» Text block
BEGIN

Biophysicist Pernilla Wittung-Stafshede and computational biochemist Linna An have joined the Wiess School of Natural Sciences' faculty thanks to recruitment grants from the Cancer Prevention and Research Institute of Texas (CPRIT).
Wittung-Stafshede joins Chemistry as a full professor and CPRIT Scholar thanks to a $6 million Recruitment of Established Investigators grant from the state cancer agency. She previously served as an associate professor of biosciences at Rice from 2004-08 and comes to Rice from Chalmers University of Technology in Sweden, where she served as a professor of chemical biology since 2015.
Wittung-Stafshede’s research investigates molecular mechanisms of disease, particularly the role of copper-binding proteins in cancer metastasis. Such proteins are essential for normal cellular function, and her work has shown they can also inadvertently aid in the spread of cancer cells.
“By understanding how copper proteins contribute to metastasis, we hope to identify targets that could potentially stop cancer from spreading,” she told Rice News in June.
An joins Biosciences as an assistant professor and CPRIT Scholar thanks to a $2 million grant for Recruitment of First-Time, Tenure-Track Faculty Members. A former Ph.D. student of Wiess School 2025 Distinguished Alumni Award winner Wilfred van der Donk ’94 at the University of Illinois, Urbana-Champaign, An comes to Rice from the University of Washington’s Institute for Protein Design, where she helped pioneer new methods for generating synthetic proteins that act as biosensors.
“My background is in biochemistry and computational protein design, and I work on creating proteins that can bind to and interact with small molecules, many of which play critical roles in the body, including in disease states such as cancer,” An told Rice News in June.

END

Rewrite the faculty announcement from "Wittung-Stafshede’s research investigates" to "of cancer cells.", replacing "copper-binding proteins" with "zinc-binding proteins". The material after this point is separate from the faculty announcement.

» Collected data
BEGIN

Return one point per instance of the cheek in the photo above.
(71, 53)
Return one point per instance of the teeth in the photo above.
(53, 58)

END

» Task solution
Wittung-Stafshede’s research investigates molecular mechanisms of disease, particularly the role of zinc-binding proteins in cancer metastasis. Such proteins are essential for normal cellular function, and her work has shown they can also inadvertently aid in the spread of cancer cells.